Estratto selezionato:
Dilili a Parigi – L’animazione di Michel Ocelot

ARTICOLO DI Gianni Canova

Tempo di lettura: 3 minuti

Ci ha lavorato per 12 anni. Tanti ne sono passati dal suo ultimo capolavoro, Azur e Asmar (2006). Ma il tempo non ha scalfito il talento di Michel Ocelot e Dilili a Parigi conferma ora in pieno tutte le sue doti di incantatore e poeta. Perché anche questo suo ultimo film, come tutti i precedenti, a cominciare dal notissimo Kirikù e la strega Karabà (2001), è un piccolo gioiello: un film cesellato più che disegnato. E poi esploso in una tavolozza di colori che lascia a bocca aperta per la ricchezza cromatica, per l’arditezza degli accostamenti, per la vivezza dei gialli, dei verdi, dei blu.

Dall’Africa nera di Kirikù e dal medioevo arabo di Azur e Asmar, da quelle atmosfere da Mille e una notte, questa volta Ocelot (che è al contempo sceneggiatore, regista e anche animatore) ci trasporta nella Parigi della Belle Époque, e sceglie come guida una ragazzina kanak originaria della Nuova Caledonia, portata a Parigi per “recitare” in un’installazione che dovrebbe riprodurre un modo di vita esotico per il pubblico dell’Esposizione universale, ma che poi si libera, esce dallo “zoo umano”, va in giro vestita come una bambola (abitino bianco con fiocco e cintura giallo limone) e ci presta il suo stupore nella scoperta di una Parigi caput mundi dove vivono fianco a fianco artisti come Monet, Renoir, Picasso, Debussy, Satie, Proust, Toulouse-Lautrec e tanti altri.

Voci fornite:
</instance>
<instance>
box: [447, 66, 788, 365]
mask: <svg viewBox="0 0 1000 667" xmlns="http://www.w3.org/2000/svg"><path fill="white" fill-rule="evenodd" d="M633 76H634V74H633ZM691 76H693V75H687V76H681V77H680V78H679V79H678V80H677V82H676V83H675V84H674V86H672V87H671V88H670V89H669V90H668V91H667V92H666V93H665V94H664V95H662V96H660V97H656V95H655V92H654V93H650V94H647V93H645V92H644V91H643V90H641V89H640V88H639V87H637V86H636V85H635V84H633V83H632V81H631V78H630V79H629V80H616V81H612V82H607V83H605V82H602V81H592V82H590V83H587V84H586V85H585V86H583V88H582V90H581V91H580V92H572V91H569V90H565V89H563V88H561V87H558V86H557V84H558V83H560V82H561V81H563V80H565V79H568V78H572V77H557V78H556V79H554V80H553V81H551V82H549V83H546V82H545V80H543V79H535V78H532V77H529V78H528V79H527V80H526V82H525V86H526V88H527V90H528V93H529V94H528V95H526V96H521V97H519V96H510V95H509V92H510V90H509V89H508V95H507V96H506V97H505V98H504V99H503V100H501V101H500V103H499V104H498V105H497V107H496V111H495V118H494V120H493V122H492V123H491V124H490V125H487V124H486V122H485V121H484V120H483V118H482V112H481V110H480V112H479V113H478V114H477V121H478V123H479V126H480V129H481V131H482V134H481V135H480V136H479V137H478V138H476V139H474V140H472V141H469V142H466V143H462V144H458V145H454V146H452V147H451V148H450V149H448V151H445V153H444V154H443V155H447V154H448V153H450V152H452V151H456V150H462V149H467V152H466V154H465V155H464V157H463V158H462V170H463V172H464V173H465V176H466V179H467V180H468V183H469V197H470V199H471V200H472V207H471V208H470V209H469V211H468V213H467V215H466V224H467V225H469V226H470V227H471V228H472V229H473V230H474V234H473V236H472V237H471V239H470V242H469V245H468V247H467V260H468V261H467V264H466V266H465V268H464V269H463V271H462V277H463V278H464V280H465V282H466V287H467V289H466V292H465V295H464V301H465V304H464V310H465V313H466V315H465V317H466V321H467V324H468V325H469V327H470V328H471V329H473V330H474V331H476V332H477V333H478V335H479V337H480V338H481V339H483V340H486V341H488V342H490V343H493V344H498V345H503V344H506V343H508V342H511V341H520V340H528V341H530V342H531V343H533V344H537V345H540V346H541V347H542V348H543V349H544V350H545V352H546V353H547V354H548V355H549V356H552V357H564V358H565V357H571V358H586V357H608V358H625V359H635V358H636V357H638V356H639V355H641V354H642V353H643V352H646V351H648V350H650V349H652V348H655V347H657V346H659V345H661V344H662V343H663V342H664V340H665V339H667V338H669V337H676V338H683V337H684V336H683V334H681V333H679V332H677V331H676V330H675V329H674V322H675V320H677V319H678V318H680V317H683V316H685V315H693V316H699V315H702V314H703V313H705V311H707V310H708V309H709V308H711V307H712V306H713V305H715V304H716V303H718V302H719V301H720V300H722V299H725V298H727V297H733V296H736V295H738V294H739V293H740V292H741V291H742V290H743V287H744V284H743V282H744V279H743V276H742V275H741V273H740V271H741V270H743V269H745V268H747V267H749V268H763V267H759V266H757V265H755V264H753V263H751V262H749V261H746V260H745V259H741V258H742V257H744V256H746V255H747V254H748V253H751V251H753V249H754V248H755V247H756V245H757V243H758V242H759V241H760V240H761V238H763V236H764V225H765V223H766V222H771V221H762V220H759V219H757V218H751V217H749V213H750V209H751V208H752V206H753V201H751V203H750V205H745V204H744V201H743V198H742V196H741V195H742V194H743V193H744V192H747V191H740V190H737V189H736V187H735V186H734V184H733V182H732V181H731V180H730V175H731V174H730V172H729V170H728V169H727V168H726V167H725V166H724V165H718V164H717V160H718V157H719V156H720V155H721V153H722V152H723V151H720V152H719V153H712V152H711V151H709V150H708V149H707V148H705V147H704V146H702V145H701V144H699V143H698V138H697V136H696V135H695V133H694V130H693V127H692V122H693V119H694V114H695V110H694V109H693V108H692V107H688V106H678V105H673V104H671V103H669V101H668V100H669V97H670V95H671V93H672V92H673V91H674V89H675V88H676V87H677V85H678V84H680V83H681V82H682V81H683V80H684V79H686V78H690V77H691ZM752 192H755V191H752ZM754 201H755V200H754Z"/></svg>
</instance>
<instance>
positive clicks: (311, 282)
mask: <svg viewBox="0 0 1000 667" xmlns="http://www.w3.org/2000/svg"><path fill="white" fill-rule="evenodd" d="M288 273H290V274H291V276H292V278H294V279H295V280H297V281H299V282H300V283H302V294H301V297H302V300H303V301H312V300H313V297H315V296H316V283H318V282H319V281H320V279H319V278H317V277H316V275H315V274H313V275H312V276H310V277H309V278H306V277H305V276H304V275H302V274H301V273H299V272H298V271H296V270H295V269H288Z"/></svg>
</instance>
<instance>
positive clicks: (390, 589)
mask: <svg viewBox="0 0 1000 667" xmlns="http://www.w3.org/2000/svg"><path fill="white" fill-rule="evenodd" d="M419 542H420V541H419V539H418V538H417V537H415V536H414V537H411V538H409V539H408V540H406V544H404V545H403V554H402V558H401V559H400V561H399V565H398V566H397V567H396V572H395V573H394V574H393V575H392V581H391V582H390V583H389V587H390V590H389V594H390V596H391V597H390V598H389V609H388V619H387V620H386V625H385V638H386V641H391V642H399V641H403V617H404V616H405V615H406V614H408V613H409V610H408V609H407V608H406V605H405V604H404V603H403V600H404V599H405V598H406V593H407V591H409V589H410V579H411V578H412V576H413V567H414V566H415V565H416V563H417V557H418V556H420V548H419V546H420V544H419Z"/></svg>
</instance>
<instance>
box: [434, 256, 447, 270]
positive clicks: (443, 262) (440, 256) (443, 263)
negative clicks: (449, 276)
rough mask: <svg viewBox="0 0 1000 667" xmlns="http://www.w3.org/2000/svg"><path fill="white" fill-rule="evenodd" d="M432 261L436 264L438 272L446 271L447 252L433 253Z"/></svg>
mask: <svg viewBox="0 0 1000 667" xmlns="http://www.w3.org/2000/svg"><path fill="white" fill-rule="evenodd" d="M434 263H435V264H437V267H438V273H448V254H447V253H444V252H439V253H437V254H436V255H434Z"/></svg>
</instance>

Consegna:
Trascrivi dall'articolo su Dilili a Parigi il passo compreso tra "Dall’Africa nera di" e "e tanti altri.", estremi inclusi.

Risposta:
Dall’Africa nera di Kirikù e dal medioevo arabo di Azur e Asmar, da quelle atmosfere da Mille e una notte, questa volta Ocelot (che è al contempo sceneggiatore, regista e anche animatore) ci trasporta nella Parigi della Belle Époque, e sceglie come guida una ragazzina kanak originaria della Nuova Caledonia, portata a Parigi per “recitare” in un’installazione che dovrebbe riprodurre un modo di vita esotico per il pubblico dell’Esposizione universale, ma che poi si libera, esce dallo “zoo umano”, va in giro vestita come una bambola (abitino bianco con fiocco e cintura giallo limone) e ci presta il suo stupore nella scoperta di una Parigi caput mundi dove vivono fianco a fianco artisti come Monet, Renoir, Picasso, Debussy, Satie, Proust, Toulouse-Lautrec e tanti altri.